RECORDS:
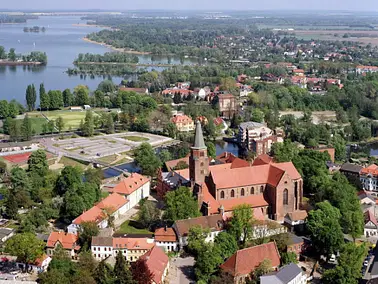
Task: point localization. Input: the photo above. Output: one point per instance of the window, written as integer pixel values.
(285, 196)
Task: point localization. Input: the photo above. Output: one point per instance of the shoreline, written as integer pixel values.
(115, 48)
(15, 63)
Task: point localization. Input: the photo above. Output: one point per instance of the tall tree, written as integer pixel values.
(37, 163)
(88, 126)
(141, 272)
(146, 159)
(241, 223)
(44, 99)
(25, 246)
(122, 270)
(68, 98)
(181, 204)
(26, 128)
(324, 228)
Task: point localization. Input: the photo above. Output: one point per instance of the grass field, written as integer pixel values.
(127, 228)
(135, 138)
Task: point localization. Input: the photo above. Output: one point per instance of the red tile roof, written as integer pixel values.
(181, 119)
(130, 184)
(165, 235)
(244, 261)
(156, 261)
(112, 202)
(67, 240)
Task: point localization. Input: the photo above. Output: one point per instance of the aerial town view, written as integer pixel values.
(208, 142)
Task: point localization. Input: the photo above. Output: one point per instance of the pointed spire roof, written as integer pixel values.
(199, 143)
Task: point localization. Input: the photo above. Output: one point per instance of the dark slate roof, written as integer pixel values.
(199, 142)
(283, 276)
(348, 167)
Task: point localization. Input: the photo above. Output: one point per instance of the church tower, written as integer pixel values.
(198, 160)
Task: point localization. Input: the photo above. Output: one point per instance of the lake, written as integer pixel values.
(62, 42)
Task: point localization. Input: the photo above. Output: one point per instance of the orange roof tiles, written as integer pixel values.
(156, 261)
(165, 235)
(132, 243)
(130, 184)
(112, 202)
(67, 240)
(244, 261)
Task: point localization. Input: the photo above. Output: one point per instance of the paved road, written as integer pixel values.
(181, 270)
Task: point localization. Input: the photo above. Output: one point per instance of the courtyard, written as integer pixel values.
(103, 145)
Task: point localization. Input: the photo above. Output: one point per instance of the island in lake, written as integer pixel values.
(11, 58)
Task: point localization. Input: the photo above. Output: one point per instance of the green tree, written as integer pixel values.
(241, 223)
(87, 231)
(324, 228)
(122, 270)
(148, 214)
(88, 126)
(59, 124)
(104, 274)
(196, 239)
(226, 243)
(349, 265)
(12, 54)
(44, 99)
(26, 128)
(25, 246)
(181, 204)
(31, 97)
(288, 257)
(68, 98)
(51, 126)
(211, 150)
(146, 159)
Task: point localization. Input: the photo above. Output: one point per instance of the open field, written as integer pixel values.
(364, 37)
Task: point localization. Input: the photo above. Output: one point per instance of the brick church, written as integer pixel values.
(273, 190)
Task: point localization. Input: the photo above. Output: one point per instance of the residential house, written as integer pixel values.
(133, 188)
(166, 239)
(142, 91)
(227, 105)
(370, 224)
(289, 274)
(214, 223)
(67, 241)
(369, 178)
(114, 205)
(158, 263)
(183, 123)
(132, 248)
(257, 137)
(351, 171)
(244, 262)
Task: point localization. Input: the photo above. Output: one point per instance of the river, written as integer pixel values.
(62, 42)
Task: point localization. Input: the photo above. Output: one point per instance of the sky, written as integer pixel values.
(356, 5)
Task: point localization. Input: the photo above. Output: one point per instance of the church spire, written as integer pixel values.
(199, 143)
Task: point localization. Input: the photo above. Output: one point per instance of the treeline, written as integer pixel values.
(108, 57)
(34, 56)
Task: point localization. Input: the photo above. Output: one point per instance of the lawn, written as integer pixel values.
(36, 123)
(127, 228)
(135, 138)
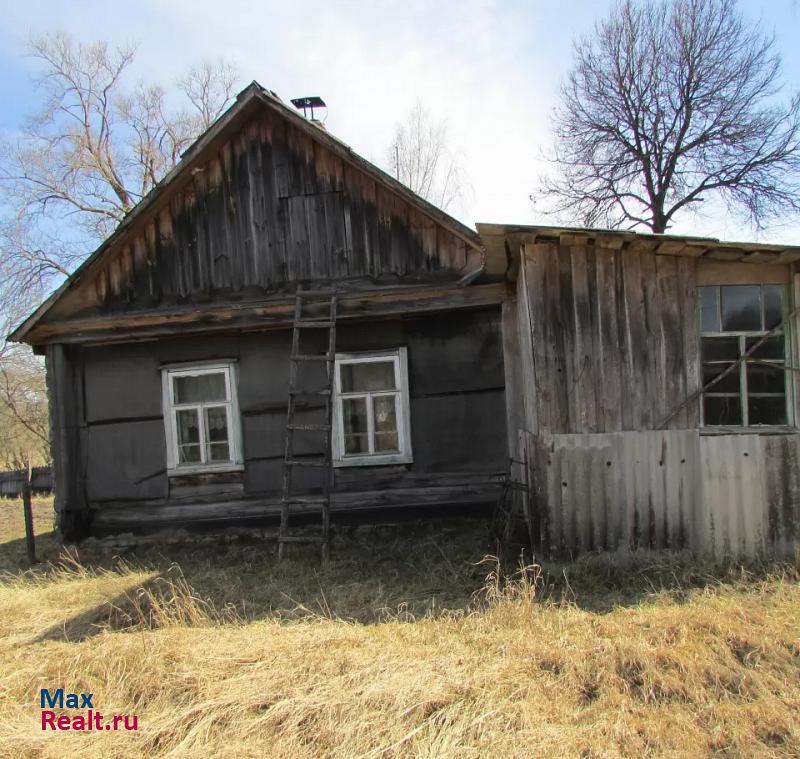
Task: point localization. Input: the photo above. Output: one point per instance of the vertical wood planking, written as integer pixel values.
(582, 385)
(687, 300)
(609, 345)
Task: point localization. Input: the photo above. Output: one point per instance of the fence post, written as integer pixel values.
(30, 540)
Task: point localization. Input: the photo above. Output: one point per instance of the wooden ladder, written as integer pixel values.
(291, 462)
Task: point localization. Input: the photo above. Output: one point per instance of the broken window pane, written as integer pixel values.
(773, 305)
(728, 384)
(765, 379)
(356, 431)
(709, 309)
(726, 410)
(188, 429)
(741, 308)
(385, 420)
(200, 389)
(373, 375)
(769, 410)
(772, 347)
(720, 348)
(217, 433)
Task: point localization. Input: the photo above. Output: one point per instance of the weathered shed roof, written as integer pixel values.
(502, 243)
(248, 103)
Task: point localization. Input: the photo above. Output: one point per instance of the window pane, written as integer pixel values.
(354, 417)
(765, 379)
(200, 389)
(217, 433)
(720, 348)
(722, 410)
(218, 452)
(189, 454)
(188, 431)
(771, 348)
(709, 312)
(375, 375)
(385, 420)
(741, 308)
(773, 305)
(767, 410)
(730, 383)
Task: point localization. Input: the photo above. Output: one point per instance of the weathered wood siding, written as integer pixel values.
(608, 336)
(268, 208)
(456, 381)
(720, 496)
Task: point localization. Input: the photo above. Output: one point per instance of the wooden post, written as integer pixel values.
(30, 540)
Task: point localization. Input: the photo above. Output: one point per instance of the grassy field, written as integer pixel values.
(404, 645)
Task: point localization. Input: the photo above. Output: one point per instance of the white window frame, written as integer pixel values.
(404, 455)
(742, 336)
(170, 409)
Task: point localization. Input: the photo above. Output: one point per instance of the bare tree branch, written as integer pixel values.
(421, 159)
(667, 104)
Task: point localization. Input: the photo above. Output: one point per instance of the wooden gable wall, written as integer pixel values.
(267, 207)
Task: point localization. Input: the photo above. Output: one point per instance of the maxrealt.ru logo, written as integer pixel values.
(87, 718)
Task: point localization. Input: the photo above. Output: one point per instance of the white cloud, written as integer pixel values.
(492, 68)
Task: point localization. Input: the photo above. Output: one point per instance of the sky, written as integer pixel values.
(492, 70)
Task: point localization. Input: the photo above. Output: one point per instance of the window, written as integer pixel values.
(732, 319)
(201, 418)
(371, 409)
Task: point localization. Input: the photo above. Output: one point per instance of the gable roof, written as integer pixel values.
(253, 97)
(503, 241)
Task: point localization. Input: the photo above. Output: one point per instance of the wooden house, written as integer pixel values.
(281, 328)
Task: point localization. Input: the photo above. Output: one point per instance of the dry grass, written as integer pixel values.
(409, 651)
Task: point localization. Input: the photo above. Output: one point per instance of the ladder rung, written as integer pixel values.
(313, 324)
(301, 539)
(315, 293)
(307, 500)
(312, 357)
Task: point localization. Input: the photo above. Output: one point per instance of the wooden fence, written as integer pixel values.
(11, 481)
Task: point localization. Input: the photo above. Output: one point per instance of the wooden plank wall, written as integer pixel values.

GIVEN PROBLEM: Copy out the items word for word, beginning at the line that contains "fence, written as integer pixel values." and ending with the final line of the items.

REPLY TO THE TASK:
Task: point localization. Input: the photo above. Output: one point per instance of the wooden fence, written as integer pixel values.
(11, 481)
Task: point localization. Input: the photo above. Output: one point per instance of the wooden plank wall, written as integer pixel values.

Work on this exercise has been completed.